**SELECTION:**
The traceback should identify the source file and line number of the error.

 

Note, test the build on your system, you may need to force an error (then remove the error before sending to user).

 

If you can identify the source file, then, from the Project in the Solution Explorer, in Release Build, Right-Click on the offending file, select Properties | Configuration Properties | Fortran | Optimization | Disable

This will disable optimization for this file only. You will also see a colored tick mark on the source file in the solution explorer indicating the build options differ from the default for this Build.

 

Jim Dempsey

0 Kudos
Brian_Murphy
New Contributor II
2,052 Views

I have created a console program to run a case that crashes. 

The attached file doit.zip contains just the files needed to run the case to see if it runs or crashes.  Run the batch file doit.bat and if any errors occur, messages should be displayed.  Otherwise the correct output from the run is the following pair of complex eigenvalues.  The values produced by Intel and AMD cpu's are slightly different.

Intel
        -0.117298699448859             -215.875253944077
        -0.117298699448859              215.875253944077
AMD
        -0.117298729052565             -215.875254020056    
        -0.117298729052565              215.875254020056    

 The attached file RyzenTest.zip contains a build done on a brand new HP Ryzen 5 computer with visual studio 2022 and Intel Fortran Classic, both having been downloaded and installed today. 

The visual studio solution file is RyzenTest.sln

The main program project is RyzenTest.vfproj

There are four ARPACK projects required by the program; SRC, UTIL, BLAS and LAPACK.  These are included in the building of RyzenTest.exe via the project dependencies dialog.

My HP computer with Ryzen 5 5300U processor does not crash.  If anyone runs this and gets a crash, please report what the error messages are, if any. 

The MKL pardiso code used by the program is in myMKL_x64.DLL which I created by extracting just the MKL routines needed by my program.  It ought to be possible to remove this from the project (Properties/Linker/Input/Additional dependencies) and replace it with the full MKL code that ships with the compiler (Properties/Fortran/Libraries/Use Intel MKL).  I tried this on my Ryzen system and was told that mkl_intel_lp64.lib was missing.  I guess it sort of makes sense that MKL and AMD don't play nicely with each other.

**SUPPLIED INFORMATION:**
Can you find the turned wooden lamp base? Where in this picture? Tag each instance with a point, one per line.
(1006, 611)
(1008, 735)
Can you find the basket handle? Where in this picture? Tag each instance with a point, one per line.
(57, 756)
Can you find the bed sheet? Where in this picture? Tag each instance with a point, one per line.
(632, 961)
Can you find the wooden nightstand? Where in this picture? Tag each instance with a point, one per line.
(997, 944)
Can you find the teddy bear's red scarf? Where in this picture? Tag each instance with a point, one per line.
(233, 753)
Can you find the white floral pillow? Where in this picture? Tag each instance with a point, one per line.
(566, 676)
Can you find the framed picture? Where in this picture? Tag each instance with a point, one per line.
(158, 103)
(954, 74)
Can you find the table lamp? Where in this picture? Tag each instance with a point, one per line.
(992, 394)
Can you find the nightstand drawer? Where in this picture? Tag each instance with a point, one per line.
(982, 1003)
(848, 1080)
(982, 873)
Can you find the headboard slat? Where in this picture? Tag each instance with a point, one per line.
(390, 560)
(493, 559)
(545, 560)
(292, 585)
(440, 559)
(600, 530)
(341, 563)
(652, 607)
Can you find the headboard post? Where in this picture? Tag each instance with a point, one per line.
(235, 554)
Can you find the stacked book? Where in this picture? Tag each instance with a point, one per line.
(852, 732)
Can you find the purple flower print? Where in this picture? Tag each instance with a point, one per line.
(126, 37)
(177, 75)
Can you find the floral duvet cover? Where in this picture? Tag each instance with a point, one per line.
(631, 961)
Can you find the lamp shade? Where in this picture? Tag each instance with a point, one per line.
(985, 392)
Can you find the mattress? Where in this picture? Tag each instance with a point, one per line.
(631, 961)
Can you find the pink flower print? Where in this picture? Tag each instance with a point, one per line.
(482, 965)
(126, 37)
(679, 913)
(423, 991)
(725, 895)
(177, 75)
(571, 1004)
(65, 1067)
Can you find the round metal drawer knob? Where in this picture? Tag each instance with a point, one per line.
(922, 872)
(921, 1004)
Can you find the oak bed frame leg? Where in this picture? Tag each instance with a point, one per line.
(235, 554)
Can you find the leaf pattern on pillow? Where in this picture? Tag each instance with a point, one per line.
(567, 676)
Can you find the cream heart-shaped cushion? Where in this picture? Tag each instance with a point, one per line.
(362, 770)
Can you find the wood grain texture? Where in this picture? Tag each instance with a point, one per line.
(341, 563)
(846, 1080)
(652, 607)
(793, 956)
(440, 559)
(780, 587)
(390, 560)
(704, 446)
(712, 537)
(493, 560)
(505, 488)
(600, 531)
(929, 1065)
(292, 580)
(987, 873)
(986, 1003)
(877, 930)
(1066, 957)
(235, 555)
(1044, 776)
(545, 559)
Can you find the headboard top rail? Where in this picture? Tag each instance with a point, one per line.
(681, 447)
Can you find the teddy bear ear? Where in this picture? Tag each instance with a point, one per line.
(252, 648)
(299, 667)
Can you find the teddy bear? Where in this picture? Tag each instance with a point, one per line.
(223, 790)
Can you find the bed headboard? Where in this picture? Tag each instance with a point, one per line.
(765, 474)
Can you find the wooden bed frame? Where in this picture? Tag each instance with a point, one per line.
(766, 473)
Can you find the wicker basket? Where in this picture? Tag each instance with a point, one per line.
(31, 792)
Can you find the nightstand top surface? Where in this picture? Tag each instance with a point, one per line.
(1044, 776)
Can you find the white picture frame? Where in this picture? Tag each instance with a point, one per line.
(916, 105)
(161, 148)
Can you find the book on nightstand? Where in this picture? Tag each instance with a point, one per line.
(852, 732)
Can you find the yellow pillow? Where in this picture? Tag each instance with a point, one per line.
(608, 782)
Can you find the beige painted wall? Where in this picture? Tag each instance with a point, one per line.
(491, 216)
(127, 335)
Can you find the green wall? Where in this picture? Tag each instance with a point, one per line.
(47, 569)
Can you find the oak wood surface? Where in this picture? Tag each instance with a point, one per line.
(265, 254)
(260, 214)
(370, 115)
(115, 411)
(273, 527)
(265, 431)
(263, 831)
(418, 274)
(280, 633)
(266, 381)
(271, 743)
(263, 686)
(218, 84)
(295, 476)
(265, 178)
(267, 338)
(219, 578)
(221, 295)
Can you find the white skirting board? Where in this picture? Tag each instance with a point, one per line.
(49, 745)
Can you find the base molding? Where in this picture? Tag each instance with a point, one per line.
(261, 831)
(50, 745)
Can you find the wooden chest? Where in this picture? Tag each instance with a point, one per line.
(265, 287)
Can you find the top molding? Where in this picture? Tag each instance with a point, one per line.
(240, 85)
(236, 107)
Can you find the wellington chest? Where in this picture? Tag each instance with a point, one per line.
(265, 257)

**WRITTEN TASK:** Summarize the forum thread in three sentences. The items play no part in this exercise.

**SOLUTION TO THIS TASK:** One post says the traceback should show the source file and line number of the error, and that optimization can be turned off for that file alone through its properties in the Release build. Another post describes a console program and a build, made with Visual Studio 2022 and Intel Fortran Classic, for running a case that crashes, and gives the expected pair of complex eigenvalues, which differ slightly between Intel and AMD processors. The poster's HP computer with a Ryzen 5 processor does not crash, and an attempt on that system to swap a custom MKL DLL for the full MKL produced a message that mkl_intel_lp64.lib was missing.